-------- TEXT FOR ANALYSIS
The Third Chimpanzee
The Evolution and Future of the Human Animal
by Jared Diamond
Originally published in 1992, The Third Chimpanzee covers a broad range of topics drawing from author's personal experience and research on environmental determinism to anthropology, evolutionary biology, linguistics, archaeology.
Each chapter in this book can easily develop into a book of its own. It seems a Herculean task to paraphrase this book and do justice to it.
His later book Guns, Germs, and Steel: The Fates of Human Societies (GG&S) won the Pulitzer prize and is an astounding read. Many of the seeds for GG&S (and a later book "Collapse") were sown in The Third Chimpanzee.
The first part of the book talks about genetics and evolution. I found The Selfish Gene by Dawkins far more compelling. But, I am just a curious layman, so, I could be partial to the idea of natural selection as laid out in Dawkins' book.
However, the author's argument for aging was not only interesting but was quite funny. Much like some evolutionary adaptations in other species which seem contrary to their persistence and well-being, aging at first glance might seem antithetic to human evolutionary perfection.
The chapter on linguistics, tracing back to the Proto-Indo-European (PIE) peoples absolutely fascinated me. To be able to linguistically reconstruct human evolution must be formidable, especially since nothing much can be conclusive about languages prior to the oldest written record that archaeologists can find.
----------------
-------- SUPPLIED MATERIAL
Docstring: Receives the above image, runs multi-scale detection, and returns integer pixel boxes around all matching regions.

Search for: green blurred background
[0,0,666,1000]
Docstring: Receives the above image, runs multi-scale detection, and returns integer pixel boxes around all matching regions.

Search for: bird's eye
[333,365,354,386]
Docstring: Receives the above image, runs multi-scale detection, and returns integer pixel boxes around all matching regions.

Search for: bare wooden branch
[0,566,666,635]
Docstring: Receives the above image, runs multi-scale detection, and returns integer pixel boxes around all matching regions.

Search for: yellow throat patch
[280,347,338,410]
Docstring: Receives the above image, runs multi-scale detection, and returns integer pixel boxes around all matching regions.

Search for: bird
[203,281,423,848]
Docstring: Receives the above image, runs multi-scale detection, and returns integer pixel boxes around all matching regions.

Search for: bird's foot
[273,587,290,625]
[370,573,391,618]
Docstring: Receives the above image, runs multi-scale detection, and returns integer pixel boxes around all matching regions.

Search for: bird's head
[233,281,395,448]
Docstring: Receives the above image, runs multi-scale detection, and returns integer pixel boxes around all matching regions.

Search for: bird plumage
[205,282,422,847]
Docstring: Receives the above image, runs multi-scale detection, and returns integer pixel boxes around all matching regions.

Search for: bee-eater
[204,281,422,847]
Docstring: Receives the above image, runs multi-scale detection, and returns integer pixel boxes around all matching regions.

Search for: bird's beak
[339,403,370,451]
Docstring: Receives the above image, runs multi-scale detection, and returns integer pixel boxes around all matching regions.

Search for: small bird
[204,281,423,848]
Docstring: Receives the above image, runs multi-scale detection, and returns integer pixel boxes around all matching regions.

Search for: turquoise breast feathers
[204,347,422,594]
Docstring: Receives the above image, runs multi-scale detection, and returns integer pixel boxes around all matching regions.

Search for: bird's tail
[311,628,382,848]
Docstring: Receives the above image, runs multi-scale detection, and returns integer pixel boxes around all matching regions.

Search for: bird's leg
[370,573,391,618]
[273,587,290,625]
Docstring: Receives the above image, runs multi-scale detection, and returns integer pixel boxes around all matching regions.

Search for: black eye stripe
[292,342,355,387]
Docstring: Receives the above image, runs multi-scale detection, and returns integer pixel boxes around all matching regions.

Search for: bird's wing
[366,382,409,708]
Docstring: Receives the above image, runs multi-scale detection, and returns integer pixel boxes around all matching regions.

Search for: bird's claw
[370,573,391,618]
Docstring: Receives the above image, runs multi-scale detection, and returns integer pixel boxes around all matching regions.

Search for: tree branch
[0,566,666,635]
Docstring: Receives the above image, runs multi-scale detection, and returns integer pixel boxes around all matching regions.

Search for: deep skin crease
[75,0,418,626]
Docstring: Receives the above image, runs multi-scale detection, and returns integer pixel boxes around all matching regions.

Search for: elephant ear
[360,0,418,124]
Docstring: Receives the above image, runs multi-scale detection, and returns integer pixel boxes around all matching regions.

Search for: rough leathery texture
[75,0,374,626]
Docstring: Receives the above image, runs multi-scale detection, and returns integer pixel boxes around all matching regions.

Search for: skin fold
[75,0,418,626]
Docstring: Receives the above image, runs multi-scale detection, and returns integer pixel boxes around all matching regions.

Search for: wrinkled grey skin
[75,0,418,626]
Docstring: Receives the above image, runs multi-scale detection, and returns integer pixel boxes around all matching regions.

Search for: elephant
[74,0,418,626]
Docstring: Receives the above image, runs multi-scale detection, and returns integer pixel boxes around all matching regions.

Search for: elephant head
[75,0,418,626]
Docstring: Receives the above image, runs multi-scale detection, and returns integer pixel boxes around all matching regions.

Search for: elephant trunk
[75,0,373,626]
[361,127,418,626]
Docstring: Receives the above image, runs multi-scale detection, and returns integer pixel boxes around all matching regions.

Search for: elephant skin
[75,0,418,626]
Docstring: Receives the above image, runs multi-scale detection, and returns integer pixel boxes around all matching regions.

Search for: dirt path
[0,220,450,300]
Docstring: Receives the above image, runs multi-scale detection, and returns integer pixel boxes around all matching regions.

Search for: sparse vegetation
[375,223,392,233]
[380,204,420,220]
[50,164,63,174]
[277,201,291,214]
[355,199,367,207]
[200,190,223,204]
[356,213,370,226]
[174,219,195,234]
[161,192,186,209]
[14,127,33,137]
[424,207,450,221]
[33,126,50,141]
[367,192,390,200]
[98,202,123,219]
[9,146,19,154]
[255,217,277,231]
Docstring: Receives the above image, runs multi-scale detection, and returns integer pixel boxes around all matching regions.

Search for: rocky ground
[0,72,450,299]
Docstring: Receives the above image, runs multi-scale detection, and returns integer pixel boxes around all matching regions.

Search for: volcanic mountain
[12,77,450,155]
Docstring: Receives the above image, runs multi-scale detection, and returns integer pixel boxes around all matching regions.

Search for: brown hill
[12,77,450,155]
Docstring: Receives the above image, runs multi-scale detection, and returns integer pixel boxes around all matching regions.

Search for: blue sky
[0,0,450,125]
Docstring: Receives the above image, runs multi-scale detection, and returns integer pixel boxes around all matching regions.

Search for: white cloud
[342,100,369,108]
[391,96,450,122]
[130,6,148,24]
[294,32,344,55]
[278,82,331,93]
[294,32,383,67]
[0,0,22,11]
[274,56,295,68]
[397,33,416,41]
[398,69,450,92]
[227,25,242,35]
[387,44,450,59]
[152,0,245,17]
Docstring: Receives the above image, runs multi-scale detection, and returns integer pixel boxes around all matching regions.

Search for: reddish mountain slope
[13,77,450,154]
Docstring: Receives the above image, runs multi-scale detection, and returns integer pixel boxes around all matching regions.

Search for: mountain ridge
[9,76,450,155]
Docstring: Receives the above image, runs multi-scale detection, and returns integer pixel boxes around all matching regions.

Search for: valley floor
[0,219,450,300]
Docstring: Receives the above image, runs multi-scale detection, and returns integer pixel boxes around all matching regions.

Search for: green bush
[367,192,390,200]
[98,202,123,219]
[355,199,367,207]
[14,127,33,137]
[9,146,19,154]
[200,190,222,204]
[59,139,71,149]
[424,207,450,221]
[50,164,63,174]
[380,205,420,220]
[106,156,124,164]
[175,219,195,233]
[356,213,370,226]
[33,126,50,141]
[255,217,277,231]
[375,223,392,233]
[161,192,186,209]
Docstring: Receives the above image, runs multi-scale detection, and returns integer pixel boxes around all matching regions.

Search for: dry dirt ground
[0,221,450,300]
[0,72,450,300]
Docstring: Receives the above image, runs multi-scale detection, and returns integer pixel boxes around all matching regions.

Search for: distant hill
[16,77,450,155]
----------------
◆ **PROBLEM DETAILS**
Resume the review of The Third Chimpanzee, picking up after its last sentence.

◆ **RESULT OF THE TASK**
The impact of first contact on pockets of well-preserved cultures was another interesting chapter, considering that many of these isolated cultures barely knew about their own neighbors let alone far off lands.
The sections dealing with agriculture and art were thought-provoking. Some of the romantic myths about hunter-gatherer lifestyle was crumpled and tossed aside with the author's strong presentation of historical and research data.
And, until farming was mastered, the nomadic lifestyle relying solely on hunting and foraging left little room for pursuit of art and leisure. And, once the lifestyle afforded leisure, the class system was inevitable where a handful profited from the toil of the rest using power or force.
What makes us unique? The human animal branched off from its nearest ancestors - the pygmy chimpanzee and the common chimpanzee - not too long ago and rapidly evolved into a species with such uncommon traits that let them take over the whole earth.
Yet, despite our supposed superiority, we exhibit disturbing characteristics of self-destruction - by destroying our environment, by genocide, and by self-inflicted drug-abuse.
The chapter on genocide was very hard to read - all historical facts, not commonly discussed, but the Holocaust was not the biggest and the only mass murder of our own species as the author painfully points out the Zimbabwe history.
The second half of the book is the basis for the GG&S and Collapse books that came later. His talk on Why Societies Collapse is quite interesting, even if rather heavy and professorial.
The Third Chimpanzee is an eye-opening book which cannot be read in a hurry. Much like Dawkins' The Selfish Gene, this book left me with far deeper ideas to ponder on than mere day-to-day existence, or even the staggering vastness of our Universe. This book forces us to turn inwards, regardless of our particular flavor of belief-system/faith and probe our collective psyche and correct our course before it is too late.